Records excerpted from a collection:
==========

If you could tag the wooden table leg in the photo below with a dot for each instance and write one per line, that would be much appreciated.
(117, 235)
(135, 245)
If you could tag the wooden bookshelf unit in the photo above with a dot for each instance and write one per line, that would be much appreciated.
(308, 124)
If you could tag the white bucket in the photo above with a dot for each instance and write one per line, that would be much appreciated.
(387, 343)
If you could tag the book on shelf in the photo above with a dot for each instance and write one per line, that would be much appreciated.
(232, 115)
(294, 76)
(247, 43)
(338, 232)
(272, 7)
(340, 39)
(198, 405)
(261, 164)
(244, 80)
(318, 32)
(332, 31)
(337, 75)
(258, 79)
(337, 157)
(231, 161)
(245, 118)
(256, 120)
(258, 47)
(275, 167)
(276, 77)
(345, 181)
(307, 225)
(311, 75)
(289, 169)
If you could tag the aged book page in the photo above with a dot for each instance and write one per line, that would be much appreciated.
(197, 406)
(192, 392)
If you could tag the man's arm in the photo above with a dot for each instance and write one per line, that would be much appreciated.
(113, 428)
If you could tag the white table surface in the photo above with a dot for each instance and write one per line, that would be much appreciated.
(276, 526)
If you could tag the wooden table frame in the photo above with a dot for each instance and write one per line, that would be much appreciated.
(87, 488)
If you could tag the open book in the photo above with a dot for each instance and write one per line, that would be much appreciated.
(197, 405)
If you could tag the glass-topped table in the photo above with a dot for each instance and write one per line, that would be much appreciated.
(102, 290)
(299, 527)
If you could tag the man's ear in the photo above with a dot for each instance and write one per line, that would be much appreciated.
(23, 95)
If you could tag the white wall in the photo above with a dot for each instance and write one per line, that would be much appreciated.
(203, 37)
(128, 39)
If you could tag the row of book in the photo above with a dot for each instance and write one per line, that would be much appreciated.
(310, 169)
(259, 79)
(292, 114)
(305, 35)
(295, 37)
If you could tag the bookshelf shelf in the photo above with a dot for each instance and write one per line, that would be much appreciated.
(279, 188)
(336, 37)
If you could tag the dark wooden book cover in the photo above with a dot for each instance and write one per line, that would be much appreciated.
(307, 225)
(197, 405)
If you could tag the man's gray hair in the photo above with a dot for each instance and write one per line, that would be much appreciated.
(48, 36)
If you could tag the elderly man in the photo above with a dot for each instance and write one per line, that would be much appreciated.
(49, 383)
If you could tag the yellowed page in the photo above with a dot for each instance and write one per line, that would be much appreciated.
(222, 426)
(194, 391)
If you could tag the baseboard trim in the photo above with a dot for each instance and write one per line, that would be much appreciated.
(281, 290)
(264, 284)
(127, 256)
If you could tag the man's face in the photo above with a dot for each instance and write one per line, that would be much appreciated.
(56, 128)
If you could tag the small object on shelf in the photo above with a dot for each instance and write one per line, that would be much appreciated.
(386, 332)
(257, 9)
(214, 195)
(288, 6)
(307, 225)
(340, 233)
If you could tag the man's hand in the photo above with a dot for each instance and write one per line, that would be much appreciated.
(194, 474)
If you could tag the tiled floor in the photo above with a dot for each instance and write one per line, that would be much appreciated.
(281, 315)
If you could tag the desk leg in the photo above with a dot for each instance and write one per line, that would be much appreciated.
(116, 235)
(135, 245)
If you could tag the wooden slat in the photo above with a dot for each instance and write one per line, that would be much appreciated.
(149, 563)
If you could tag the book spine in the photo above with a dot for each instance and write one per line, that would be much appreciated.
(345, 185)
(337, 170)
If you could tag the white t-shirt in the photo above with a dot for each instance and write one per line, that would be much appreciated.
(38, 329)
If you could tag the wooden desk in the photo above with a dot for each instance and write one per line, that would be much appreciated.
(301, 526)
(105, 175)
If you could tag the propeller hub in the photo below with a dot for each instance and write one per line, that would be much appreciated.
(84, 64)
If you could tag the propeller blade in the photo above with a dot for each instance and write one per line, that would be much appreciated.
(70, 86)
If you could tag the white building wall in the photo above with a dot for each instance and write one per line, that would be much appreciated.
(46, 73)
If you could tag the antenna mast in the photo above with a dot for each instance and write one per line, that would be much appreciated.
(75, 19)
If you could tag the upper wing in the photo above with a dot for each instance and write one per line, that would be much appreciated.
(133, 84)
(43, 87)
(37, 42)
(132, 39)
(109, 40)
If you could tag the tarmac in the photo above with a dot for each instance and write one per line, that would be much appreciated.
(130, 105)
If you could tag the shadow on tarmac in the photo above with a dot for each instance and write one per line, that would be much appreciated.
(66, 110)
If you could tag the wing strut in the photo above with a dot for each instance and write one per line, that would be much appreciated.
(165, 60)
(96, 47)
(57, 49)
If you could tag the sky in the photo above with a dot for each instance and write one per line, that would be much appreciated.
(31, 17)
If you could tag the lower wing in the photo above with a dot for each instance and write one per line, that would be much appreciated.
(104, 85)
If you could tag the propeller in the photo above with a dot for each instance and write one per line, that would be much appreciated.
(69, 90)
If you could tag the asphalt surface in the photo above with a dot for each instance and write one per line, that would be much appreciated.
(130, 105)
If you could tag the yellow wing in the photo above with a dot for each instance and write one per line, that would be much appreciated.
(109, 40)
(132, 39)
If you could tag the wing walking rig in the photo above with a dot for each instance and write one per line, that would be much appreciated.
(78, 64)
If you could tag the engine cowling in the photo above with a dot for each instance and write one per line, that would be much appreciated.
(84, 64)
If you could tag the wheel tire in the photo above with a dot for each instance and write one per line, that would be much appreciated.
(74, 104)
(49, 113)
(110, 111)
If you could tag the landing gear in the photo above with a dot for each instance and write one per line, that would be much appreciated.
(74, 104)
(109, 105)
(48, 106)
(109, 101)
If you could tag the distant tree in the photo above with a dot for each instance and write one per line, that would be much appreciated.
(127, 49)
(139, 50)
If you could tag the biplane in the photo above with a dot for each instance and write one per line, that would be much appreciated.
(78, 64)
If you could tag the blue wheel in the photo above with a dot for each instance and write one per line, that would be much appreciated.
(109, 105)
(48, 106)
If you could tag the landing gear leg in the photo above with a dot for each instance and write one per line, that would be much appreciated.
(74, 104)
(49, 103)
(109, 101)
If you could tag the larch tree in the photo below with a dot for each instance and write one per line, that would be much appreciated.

==========

Exercise prompt - Copy out the lines from the line containing "If you could tag the biplane" to the end of the listing above, without alteration.

Answer to this exercise -
If you could tag the biplane in the photo above with a dot for each instance and write one per line, that would be much appreciated.
(78, 64)
If you could tag the blue wheel in the photo above with a dot for each instance and write one per line, that would be much appreciated.
(109, 105)
(48, 106)
If you could tag the landing gear leg in the photo above with a dot for each instance and write one per line, that would be much appreciated.
(74, 104)
(49, 103)
(109, 101)
If you could tag the larch tree in the photo below with a dot for each instance and write one per line, that would be much appreciated.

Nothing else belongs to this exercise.